Excerpt from a homily given in 1998 at the spiritual center “Annunciation of the Theotokos” in Kolonos.
With the help of God—for yet
another year—we find ourselves on the eve of Holy and Great Lent. For those who
love their salvation, for those who wish to struggle, this period is the most
beautiful!
No virtue is accomplished without
prayer and fasting. No passion is cast off, no weakness is cast off, without
prayer and fasting.
Behind every passion, the Holy
Fathers say, there is also hidden a demon. For this reason, our Christ says: “This
kind (that is, of demons) does not go out except by prayer and fasting.”
And fasting—as I mentioned
earlier this morning in our Monastery—is not what some unlearned and irreverent
people say, that fasting is an invention of the priests, but it is a
commandment of God, and this commandment has as much history as the existence of
man itself!
It is the first commandment that
God gave to the first-formed in Paradise, which for them was Paradise, and it
was the only commandment He gave them: not to taste one of the fruits there,
from a tree of Paradise.
And the consequence of this
disobedience is known; you see it here. Here is hidden our great misfortune,
and in the fact that we make bad use of free will. One of the greatest gifts
that God has given to man is freedom, is free will!
Unfortunately, man makes bad use
of this free will. By his will, therefore, man becomes a rebel against the
commandments of God, opposes the will of God, and, sadly, becomes an enemy of
God by his own choice.
For this reason, Saint John
Chrysostom says: “He who created you without you cannot save you without
you.” Out of inexpressible love, without your willing it, He made you a
man! He cannot save you if you do not will it.
So greatly does He respect the
freedom of man. Thus, we see our Christ Himself saying: “Whoever wills to
come after Me”! Whoever wills!
Whoever does not wish may choose
not to follow Him, but the one who wills “to come after Me,” “let him
deny himself and take up his cross.”
For this reason, therefore, the
Fathers, the Saints, have established that today the expulsion of the
first-formed from Paradise be commemorated, so as to help us realize how much
that transgression, that single transgression of the commandment, cost—not only
the first-formed, but the entire human race…
Just as they went out, the Holy
Fathers say, we shall not be able to enter Paradise without prayer and fasting.
Today’s Gospel reading, among the
many divine teachings it contains, has three most important ones. And our
Christ begins with forbearance!
Between avarice and rancor, He
places fasting in the middle. For those who did not have time to hear the
Gospel, you will allow me to repeat it.
The Lord said: ‘For if you
forgive men their trespasses, your heavenly Father will also forgive you.” In
another place of the Gospel, it adds: “even from the heart.”

• _Work instructions_:
Pick up the homily on Holy and Great Lent above and continue it from its last sentence.

• _Given data_:
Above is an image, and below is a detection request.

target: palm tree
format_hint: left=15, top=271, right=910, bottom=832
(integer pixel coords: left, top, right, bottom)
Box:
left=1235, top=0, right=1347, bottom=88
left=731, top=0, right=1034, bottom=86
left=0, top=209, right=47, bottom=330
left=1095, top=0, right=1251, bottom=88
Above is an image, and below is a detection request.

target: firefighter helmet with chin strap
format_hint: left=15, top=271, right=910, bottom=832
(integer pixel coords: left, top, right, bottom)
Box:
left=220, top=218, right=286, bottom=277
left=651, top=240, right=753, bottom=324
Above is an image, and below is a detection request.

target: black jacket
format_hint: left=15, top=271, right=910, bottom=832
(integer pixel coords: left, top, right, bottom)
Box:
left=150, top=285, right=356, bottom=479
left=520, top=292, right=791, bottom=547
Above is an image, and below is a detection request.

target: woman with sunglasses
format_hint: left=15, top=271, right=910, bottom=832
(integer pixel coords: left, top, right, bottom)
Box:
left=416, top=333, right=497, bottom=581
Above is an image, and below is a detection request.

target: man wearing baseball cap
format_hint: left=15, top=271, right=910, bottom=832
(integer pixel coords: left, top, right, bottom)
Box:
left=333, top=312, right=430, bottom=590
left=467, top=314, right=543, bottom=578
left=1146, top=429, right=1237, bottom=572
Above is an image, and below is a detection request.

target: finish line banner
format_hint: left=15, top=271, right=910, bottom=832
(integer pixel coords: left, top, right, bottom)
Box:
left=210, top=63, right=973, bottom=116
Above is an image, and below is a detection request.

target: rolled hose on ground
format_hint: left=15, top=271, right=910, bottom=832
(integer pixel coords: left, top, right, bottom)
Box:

• _Expected answer_:
If, it says, you do not forgive
from the heart those who have embittered you, who have insulted you, who have
wronged you—who, who, who… If therefore you do not forgive him from your heart,
neither will God forgive your own sins…!
And most of us Christians are so
foolish that, while we want God to forgive us and while we ask Him every
morning to forgive us, and we draw the prayer rope (“God, be merciful to me
the sinner,” “Lord Jesus Christ, have mercy on me the sinner”),
nevertheless rancor does not depart from within our heart…
We do not have the strength to
forgive our fellow man, whether he be a spouse, or a brother, or a child, or a
friend, or a co-worker.
How many depart from this world
confessed, communed, yet not speaking and with passion and malice toward their
fellow men. And they even leave instructions many times to their children, to
their wife: “Let him not come either to my grave or to my funeral. See that
you do not let him come; I will rise and chase you”…!
I was saying also other things
from this very place, when someone came from Phyle and begged me weeping, “What
should I do? He has left word to
his wife and to his children that if I go to the house, to his funeral, they
are to throw me out. And what should I do? I am afraid lest we be humiliated
and become a spectacle.” And he was crying…
He had such longing to go and see
his brother, who was dying, that he was afraid… He was dying; he wanted to go
venerate his remains, and he was afraid…
And after he described the
situation there to me, I feared lest some incident occur there and I told him:
sit there opposite—they would bury him in Agioi Anargyroi—in some place where
they will bring the body, go to his grave and when the others leave, weep and
beseech God on your knees to forgive both him and you.
You see how terrible, how
terrible! For this reason, what benefit will fasting bring? For this reason,
our Christ tells us that, in order for it to benefit us, we must forgive from
the heart. If we do not forgive, God will not forgive us.
“For if you forgive men their
trespasses, your heavenly Father will also forgive you. But if you do not
forgive men their trespasses, neither will your Father forgive your trespasses”
(Matt. 6:14–15).
Many times, therefore, we see in
Christian people a Phariseeism. They show that they are worn down, that they
have weakness, in order to show that they are fasting…
It is something terrible for a
man to be condemned because of a virtue… To be condemned for sins, I
understand. To steal, to tell lies, to commit fornication, to commit adultery—I
understand.
But to pray and be condemned,
like the Pharisee?… To fast and be condemned?…
An ascetic once said, when they
were going to Alexandria and two others were in front of them, and he says to
his disciple: “Do you see that man, my child?” He says, “Yes, Elder.”
“He is,” he says, “a very proud man.”
For this reason, our Christ here
emphasizes to us to take good heed, so that we may not lose the reward of
fasting, how we must fast. I repeat it therefore: “But when you fast, do not
become like the hypocrites, gloomy; for they disfigure their faces so that they
may appear to men to be fasting. Amen, I say to you, they have received their
reward.”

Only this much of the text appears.